*Texto de referencia*
+ + +
El club de los comedores de basura. Bárbara Celis. EL PAIS SEMANAL - 02-12-2007
Los ‘freegan’ reciclan los alimentos que otros desechan. Es una convicción y una forma de vida. Les acompañamos ‘de compras’ por los contenedores de Nueva York. Y luego, a cenar. No les empuja ni el hambre ni la pobreza. Revolver cada semana entre las basuras responde simplemente a la llamada de sus conciencias. Hastiados de observar cómo la sociedad occidental deja morir en sus calles toneladas de comida en perfecto estado, un puñado de ciudadanos repartidos por el mundo y autodenominados freegan tratan de retrasar el colapso ecológico al que afirman que está abocado el planeta evitando pagar por consumir y recuperando parte de la comida salvable que se tira a diario. Que no es poca.
En la puerta de supermercados neoyorquinos como D’Agostino, en el barrio de Midtown, se hacinan cada noche decenas de bolsas de supuestos residuos. Pero si uno mira dentro, como hacen dos veces por semana profesores de instituto como Janet Kalish o expertos en comunicación como Madeleine Nelson, es posible encontrar todo tipo de frutas y verduras en perfecto estado, yogures, zumos de fruta, pasta, arroz, huevos, carne, pescado ahumado…
“El 80% de lo que como lo consigo así desde hace un año. Lo que más abunda es pan. Cada noche se tiran miles de barras. La verdura suele venir empaquetada y limpia. La fruta a veces está golpeada, pero en general tiene buen aspecto. Se encuentran muchísimos yogures y la mayoría sin caducar. La pasta o el arroz a veces simplemente tienen el paquete roto, y eso ya los convierte en basura”, explica Madeleine, que no es vegetariana, a pesar de que la palabra freegan naciera como contracción entre free (libre, gratis) y vegan (vegetariano que rechaza cualquier producto animal).
“Cada persona decide su grado de compromiso”, explica esta mujer de 50 años. Ella vive en el corazón del West Village, en un amplio apartamento lleno de libros; trabaja como portavoz de una ONG, y antes, para una multinacional. “Lo mío es una decisión consciente: desobedecer la orden de comprar. Es un boicot a la sociedad de consumo. Se gasta en exceso, y eso está matando al planeta. Por eso he minimizado todas mis compras. Los libros son usados, los electrodomésticos los arreglo, la ropa es de mercadillos gratuitos”.
Ella es parte del centenar de personas que constituyen el grupo de los freegan neoyorquinos. El País Semanal acompañó a una decena en una de sus compras nocturnas y después cenó con ellos, algo que hacen a menudo para demostrarle a la prensa que todo lo que se encuentra es tan co¬¬mestible como si se hubiera comprado en una tienda de gourmet. Y en muchos casos, los alimentos proceden precisamente de esas tiendas, porque los freegan saben cuidarse, no buscan bocadillos mordisqueados, sino setas italianas, pero en lugar de pagar precios astronómicos por ellas, las recogen de la basura.
+ + +
*Extracto de datos*
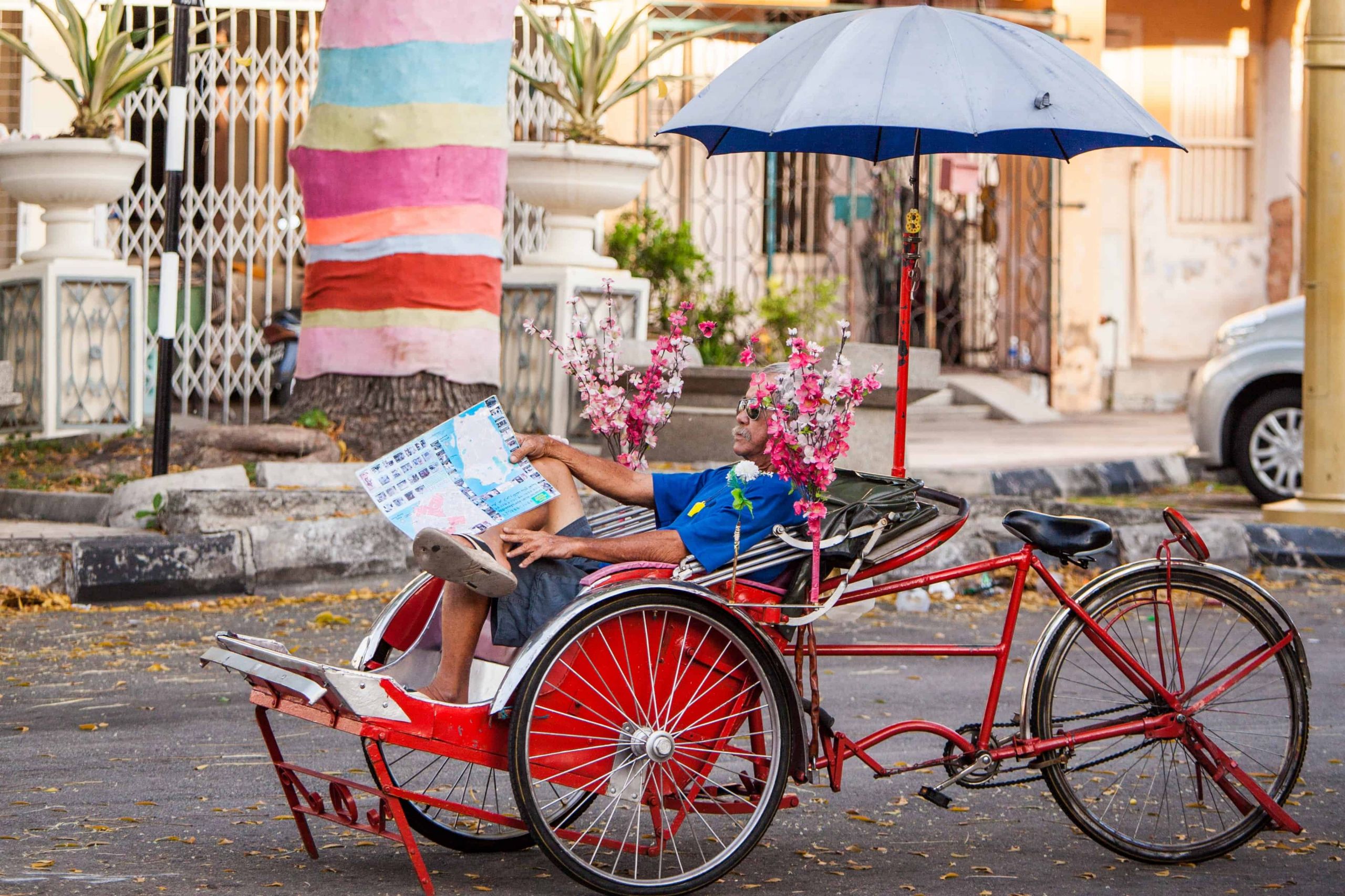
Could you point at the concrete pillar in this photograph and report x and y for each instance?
(1077, 379)
(1322, 502)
+ + +
*Tareas por realizar*
1: Indique si cada una de las afirmaciones siguientes concuerda con el reportaje sobre los freegan: (a) los freegan revuelven la basura empujados por el hambre; (b) Madeleine Nelson es vegetariana; (c) el alimento que más abunda en la basura es el pan. Responda sí o no y cite literalmente las palabras del reportaje que lo deciden.
2: Resuma en dos oraciones el reportaje sobre los freegan.
3: Reproduzca el reportaje sobre los freegan en todo su tramo desde "El club de los" hasta "no es poca.".

*Respuestas por tarea*
1:
(a) No: "No les empuja ni el hambre ni la pobreza."
(b) No: "explica Madeleine, que no es vegetariana".
(c) Sí: "Lo que más abunda es pan."

2: Los freegan, un grupo de un centenar de personas en Nueva York, recuperan de la basura comida en perfecto estado por convicción y no por hambre ni pobreza, con el fin de retrasar el colapso ecológico y boicotear la sociedad de consumo. Madeleine Nelson, que obtiene así el 80% de lo que come, explica que en las bolsas de los supermercados abunda el pan y se encuentran verduras, fruta, muchos yogures sin caducar, pasta y arroz.

3:
El club de los comedores de basura. Bárbara Celis. EL PAIS SEMANAL - 02-12-2007
Los ‘freegan’ reciclan los alimentos que otros desechan. Es una convicción y una forma de vida. Les acompañamos ‘de compras’ por los contenedores de Nueva York. Y luego, a cenar. No les empuja ni el hambre ni la pobreza. Revolver cada semana entre las basuras responde simplemente a la llamada de sus conciencias. Hastiados de observar cómo la sociedad occidental deja morir en sus calles toneladas de comida en perfecto estado, un puñado de ciudadanos repartidos por el mundo y autodenominados freegan tratan de retrasar el colapso ecológico al que afirman que está abocado el planeta evitando pagar por consumir y recuperando parte de la comida salvable que se tira a diario. Que no es poca.